[Start of section]

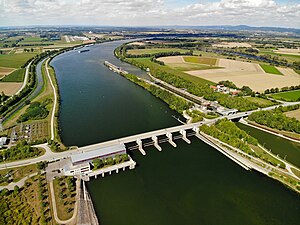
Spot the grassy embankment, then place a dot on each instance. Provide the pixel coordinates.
(277, 122)
(227, 132)
(27, 205)
(154, 66)
(194, 85)
(16, 76)
(65, 192)
(194, 63)
(154, 51)
(270, 69)
(289, 96)
(15, 60)
(261, 101)
(16, 174)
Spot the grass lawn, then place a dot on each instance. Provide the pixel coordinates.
(154, 51)
(200, 60)
(270, 69)
(296, 172)
(293, 114)
(5, 71)
(64, 197)
(262, 103)
(197, 80)
(265, 156)
(189, 66)
(15, 76)
(290, 96)
(28, 205)
(15, 60)
(32, 39)
(17, 173)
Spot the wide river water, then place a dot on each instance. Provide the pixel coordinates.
(191, 184)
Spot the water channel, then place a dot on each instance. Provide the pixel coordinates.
(190, 184)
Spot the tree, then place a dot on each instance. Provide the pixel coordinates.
(16, 189)
(41, 165)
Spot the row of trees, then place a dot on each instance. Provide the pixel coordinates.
(21, 151)
(201, 90)
(277, 119)
(230, 136)
(276, 90)
(176, 103)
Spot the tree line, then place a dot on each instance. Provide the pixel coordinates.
(21, 151)
(276, 119)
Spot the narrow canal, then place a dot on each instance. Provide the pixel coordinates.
(190, 184)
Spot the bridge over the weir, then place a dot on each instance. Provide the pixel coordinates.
(162, 135)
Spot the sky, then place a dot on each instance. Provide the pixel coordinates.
(274, 13)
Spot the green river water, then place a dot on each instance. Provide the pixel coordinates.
(190, 184)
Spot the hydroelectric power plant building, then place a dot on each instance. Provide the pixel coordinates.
(79, 164)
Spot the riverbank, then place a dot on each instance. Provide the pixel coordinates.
(268, 130)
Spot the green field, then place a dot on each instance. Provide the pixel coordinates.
(197, 80)
(15, 60)
(288, 57)
(270, 69)
(290, 96)
(154, 51)
(189, 66)
(200, 60)
(15, 76)
(261, 102)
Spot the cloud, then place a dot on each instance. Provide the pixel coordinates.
(148, 12)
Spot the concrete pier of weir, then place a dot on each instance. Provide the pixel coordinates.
(114, 68)
(130, 164)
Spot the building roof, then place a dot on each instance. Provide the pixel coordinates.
(98, 152)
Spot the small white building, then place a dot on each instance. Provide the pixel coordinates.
(81, 169)
(79, 164)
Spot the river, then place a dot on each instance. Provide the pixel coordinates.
(190, 184)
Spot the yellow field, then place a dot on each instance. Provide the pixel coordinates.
(232, 45)
(5, 70)
(288, 51)
(240, 73)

[End of section]

◆ **PROBLEM TO SOLVE**
Output all of the data word for word, excluding any pictures.

◆ **RESPONSE TO THIS EXERCISE**
Spot the grassy embankment, then place a dot on each instance. Provide the pixel coordinates.
(277, 122)
(227, 132)
(27, 205)
(154, 66)
(194, 85)
(16, 76)
(65, 192)
(194, 63)
(154, 51)
(270, 69)
(289, 96)
(15, 60)
(261, 101)
(16, 174)
Spot the grass lawn, then place a dot on each instance. Provide the pixel coordinates.
(154, 51)
(200, 60)
(270, 69)
(296, 172)
(293, 114)
(5, 71)
(64, 197)
(262, 103)
(197, 80)
(265, 156)
(189, 66)
(15, 76)
(290, 96)
(28, 205)
(15, 60)
(32, 39)
(17, 173)
Spot the wide river water, then place a dot on each instance. Provide the pixel coordinates.
(191, 184)
Spot the water channel, then place a dot on each instance. Provide the pixel coordinates.
(190, 184)
Spot the tree, then place a dot on each instance. Provide the pixel coordinates.
(16, 189)
(41, 165)
Spot the row of trees, then place a dot on each instance. Provide the pixel coordinates.
(21, 151)
(201, 90)
(277, 119)
(230, 136)
(276, 90)
(176, 103)
Spot the tree line, then place a dot on each instance. Provide the pixel coordinates.
(21, 151)
(276, 119)
Spot the narrow canal, then place a dot on each instance. Provide the pixel coordinates.
(190, 184)
Spot the bridge over the weir, then place a dot on each instance. Provide the pixel coordinates.
(162, 135)
Spot the sky, then place a dot on each instance. Provide the pixel coordinates.
(274, 13)
Spot the green river water, then place a dot on each instance. Provide the pixel coordinates.
(190, 184)
Spot the hydroelectric power plant building, then place a dot on each instance. Provide the pixel coordinates.
(79, 164)
Spot the riverbank, then place a dot on each instance. Provide the pixel coordinates.
(268, 130)
Spot the green field, then place a dot on each instance. Provide the pixel coordinates.
(197, 80)
(15, 60)
(288, 57)
(270, 69)
(290, 96)
(154, 51)
(189, 66)
(200, 60)
(15, 76)
(261, 102)
Spot the cloud, then place a dot on each instance. Provide the pixel coordinates.
(148, 12)
Spot the concrete pier of weir, then place a dot on each instance. Provide the pixel coordinates.
(114, 68)
(130, 164)
Spot the building roof, then place a dot on each instance. Provide the pixel coordinates.
(98, 152)
Spot the small white building, then place a dot on each instance. Provide the pixel coordinates.
(81, 169)
(79, 164)
Spot the river, then place a dot on each instance. Provide the pixel coordinates.
(190, 184)
Spot the yellow field, then place a dot on each instance. Provide the pixel coordinates.
(232, 45)
(5, 70)
(288, 51)
(240, 73)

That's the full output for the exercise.